*Problem requirements*:
Repeat the entries beneath in their entirety, precisely as given.

*Data for processing*:

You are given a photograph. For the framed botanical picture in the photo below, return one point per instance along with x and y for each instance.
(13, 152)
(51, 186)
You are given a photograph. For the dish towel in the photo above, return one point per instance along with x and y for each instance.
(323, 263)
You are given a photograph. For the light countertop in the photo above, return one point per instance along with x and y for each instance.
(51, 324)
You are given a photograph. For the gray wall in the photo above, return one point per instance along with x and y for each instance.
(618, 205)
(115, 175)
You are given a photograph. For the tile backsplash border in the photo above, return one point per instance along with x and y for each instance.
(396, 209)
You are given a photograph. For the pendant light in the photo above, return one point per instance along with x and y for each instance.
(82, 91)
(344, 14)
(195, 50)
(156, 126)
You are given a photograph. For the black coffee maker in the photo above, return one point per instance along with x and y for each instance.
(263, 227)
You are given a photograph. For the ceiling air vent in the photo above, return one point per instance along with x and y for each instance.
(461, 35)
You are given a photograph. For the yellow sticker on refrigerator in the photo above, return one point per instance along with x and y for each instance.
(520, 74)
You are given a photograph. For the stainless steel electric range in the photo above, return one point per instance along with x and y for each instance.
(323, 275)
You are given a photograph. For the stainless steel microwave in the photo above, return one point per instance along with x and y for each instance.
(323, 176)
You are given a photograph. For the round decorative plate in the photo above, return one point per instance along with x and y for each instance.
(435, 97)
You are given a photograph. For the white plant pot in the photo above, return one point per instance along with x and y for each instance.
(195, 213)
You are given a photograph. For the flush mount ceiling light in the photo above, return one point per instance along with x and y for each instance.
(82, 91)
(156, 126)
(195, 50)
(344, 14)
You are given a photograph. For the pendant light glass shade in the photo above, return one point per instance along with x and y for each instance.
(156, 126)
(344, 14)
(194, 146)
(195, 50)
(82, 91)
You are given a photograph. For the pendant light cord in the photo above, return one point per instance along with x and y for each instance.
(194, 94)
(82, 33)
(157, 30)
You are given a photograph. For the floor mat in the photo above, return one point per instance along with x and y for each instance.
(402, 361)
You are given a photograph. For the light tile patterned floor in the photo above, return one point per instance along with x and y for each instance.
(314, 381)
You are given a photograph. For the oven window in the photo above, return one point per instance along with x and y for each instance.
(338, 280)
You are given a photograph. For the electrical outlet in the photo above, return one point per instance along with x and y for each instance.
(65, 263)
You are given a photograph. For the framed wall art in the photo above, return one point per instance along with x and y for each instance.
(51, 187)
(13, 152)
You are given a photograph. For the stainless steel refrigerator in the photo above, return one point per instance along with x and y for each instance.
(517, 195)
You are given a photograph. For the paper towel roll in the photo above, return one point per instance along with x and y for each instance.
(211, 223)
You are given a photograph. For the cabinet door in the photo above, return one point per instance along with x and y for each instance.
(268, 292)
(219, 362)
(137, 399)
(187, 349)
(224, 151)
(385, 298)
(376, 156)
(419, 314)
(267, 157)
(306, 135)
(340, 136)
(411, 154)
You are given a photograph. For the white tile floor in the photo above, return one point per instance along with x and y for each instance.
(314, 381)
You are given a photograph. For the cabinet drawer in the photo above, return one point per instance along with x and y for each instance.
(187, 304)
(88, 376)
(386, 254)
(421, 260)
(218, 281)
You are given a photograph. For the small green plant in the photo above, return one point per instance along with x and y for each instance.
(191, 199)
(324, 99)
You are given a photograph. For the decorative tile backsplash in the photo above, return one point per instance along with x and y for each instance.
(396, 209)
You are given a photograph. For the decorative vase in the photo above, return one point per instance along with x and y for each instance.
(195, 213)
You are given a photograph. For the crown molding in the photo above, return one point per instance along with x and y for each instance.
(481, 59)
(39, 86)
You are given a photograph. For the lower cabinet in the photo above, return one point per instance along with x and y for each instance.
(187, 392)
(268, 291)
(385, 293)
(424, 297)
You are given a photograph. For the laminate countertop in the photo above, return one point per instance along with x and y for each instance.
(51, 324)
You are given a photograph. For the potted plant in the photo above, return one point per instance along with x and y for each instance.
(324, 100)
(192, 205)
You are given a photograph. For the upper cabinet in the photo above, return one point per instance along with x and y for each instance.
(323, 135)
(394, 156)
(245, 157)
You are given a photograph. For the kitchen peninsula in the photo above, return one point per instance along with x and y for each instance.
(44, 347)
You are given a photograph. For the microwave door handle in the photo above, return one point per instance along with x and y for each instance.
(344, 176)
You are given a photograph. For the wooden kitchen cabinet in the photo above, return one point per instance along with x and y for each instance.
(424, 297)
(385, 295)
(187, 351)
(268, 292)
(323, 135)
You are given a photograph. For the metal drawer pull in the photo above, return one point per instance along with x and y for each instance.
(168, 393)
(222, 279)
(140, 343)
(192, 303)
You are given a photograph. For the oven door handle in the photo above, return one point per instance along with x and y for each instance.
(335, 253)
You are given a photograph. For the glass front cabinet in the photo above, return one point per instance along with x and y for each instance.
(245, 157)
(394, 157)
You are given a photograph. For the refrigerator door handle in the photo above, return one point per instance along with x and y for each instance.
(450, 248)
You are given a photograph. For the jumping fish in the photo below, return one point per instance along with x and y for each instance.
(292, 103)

*Response box*:
You are given a photograph. For the framed botanical picture in the photo below, return one point per instance along with x and y for each instance.
(13, 152)
(51, 186)
You are given a photograph. For the dish towel in the photo above, return one point per instance along with x and y for each instance.
(323, 263)
You are given a photograph. For the light countertop in the photo above, return one point per instance along with x and y for each instance.
(51, 324)
You are given a photograph. For the gray wall in the photo above, return one point per instance along with x and y for each instance.
(618, 205)
(115, 175)
You are given a photograph. For the tile backsplash border in the photo above, return one point per instance along with x and y for each instance.
(396, 209)
You are given a photograph. For the pendant light in the photo above, return one point per instance along with x and y for each instance.
(82, 91)
(344, 14)
(195, 50)
(156, 126)
You are given a photograph. For the black coffee maker in the photo above, return one point per instance along with x and y for each instance.
(263, 227)
You are given a photograph. For the ceiling air vent in the photo above, return one point per instance along with x and y for each instance.
(461, 35)
You are given a photograph. For the yellow sticker on refrigerator in the photo above, return one point per instance along with x and y for each instance.
(520, 74)
You are given a photograph. For the stainless steel electric range in the photo above, return one point per instance along with x and y for each instance.
(323, 275)
You are given a photograph. For the stainless steel microwave in the photo above, return one point per instance along with x and y for each instance.
(323, 176)
You are given a photograph. For the round decorative plate in the photo above, return one point per instance along with x and y for each instance.
(435, 97)
You are given a photograph. For the white plant pot in the photo above, return one point per instance along with x and y for each instance.
(195, 213)
You are given a photograph. For the flush mount ceiling light in the photo above, return one point per instance along with x and y for each instance.
(82, 91)
(156, 126)
(195, 50)
(344, 14)
You are given a photograph. For the pendant light glass shade in the photo above, return one point per instance along with x and y for each instance.
(156, 126)
(344, 14)
(194, 146)
(195, 50)
(82, 91)
You are given a photograph. For the pendant light cord in the photo above, return one point per instance along with x and y for each instance.
(194, 94)
(82, 33)
(157, 30)
You are given a photograph. For the floor mat in the photo above, return one point per instance along with x and y for each instance.
(402, 361)
You are given a photograph. For the light tile patterned floor in the photo above, return one point per instance along with x and y for each instance.
(314, 381)
You are given a photograph. For the oven window in the photo above, return one point per instance along with x and y for each instance.
(338, 280)
You are given a photograph. For the electrical outlet in the photo above, return one point per instance along with x and y for each instance.
(65, 263)
You are given a photograph. For the framed wall art in the photo above, return one point per instance along with x and y for each instance.
(51, 187)
(13, 152)
You are given a photograph. For the stainless steel refrigerator in the photo above, return one point per instance along with x and y for each instance.
(517, 195)
You are given a photograph. For the paper towel roll in the photo above, return one point per instance along with x and y for each instance.
(211, 223)
You are given a photograph. For the cabinet door in the photo above, return one point per instance along with x and y for each instance.
(268, 292)
(219, 362)
(137, 399)
(187, 349)
(224, 151)
(385, 298)
(376, 156)
(419, 314)
(267, 157)
(306, 135)
(340, 136)
(411, 154)
You are given a photograph. For the white tile floor in the photo above, return one point per instance along with x and y for each instance.
(314, 381)
You are given a photograph. For the cabinet drawer in the photo above, return one point per instance along with x and y for each instance.
(187, 304)
(88, 376)
(386, 254)
(421, 260)
(218, 281)
You are given a photograph. For the small green plant in the photo above, return one point per instance along with x and y for each instance.
(191, 199)
(324, 99)
You are given a photograph. For the decorative tile backsplash in the photo above, return one point per instance along with x and y for each instance.
(396, 209)
You are given a photograph. For the decorative vase in the photo above, return one point per instance along with x and y for each instance.
(195, 213)
You are given a photograph. For the crown molding in the photo above, return one point per instance along with x and y for each instance.
(481, 59)
(39, 86)
You are given a photograph. For the lower cabinet in the photo above, return one point per instance along with x and y for each instance.
(187, 392)
(268, 291)
(385, 293)
(424, 297)
You are given a photograph. For the laminate countertop in the photo above, return one point per instance along with x and y for each instance.
(51, 324)
You are given a photograph. For the potted plant in the photo above, return one point per instance along with x and y for each instance.
(324, 100)
(192, 205)
You are given a photograph. For the upper cabinet in the photo above, return one point per instance along with x and y for each instance.
(323, 135)
(394, 156)
(245, 157)
You are given a photograph. For the kitchen peninsula in the photo above, return one point per instance along with x and y for each instance.
(44, 347)
You are given a photograph. For the microwave door handle in the photo above, return one point per instance along with x and y for each instance.
(344, 176)
You are given a photograph. For the wooden kitchen cabinet in the photo above, return one point per instance along with x and y for each instance.
(424, 297)
(385, 295)
(187, 351)
(268, 292)
(323, 135)
You are given a photograph. For the metal drawer pull in the photo above, return one point per instance along with x and y for each instance.
(168, 393)
(222, 279)
(140, 343)
(192, 303)
You are given a photograph. For the oven door handle in the photo above, return one point per instance along with x and y for each instance.
(335, 253)
You are given a photograph. For the glass front cabinet in the photo above, return one point per instance along with x and y for each instance.
(245, 157)
(394, 157)
You are given a photograph. For the refrigerator door handle in the photo above, return one point per instance along with x and y for each instance.
(450, 248)
You are given a photograph. For the jumping fish in the photo below, return one point per instance along with x and y for each instance.
(292, 103)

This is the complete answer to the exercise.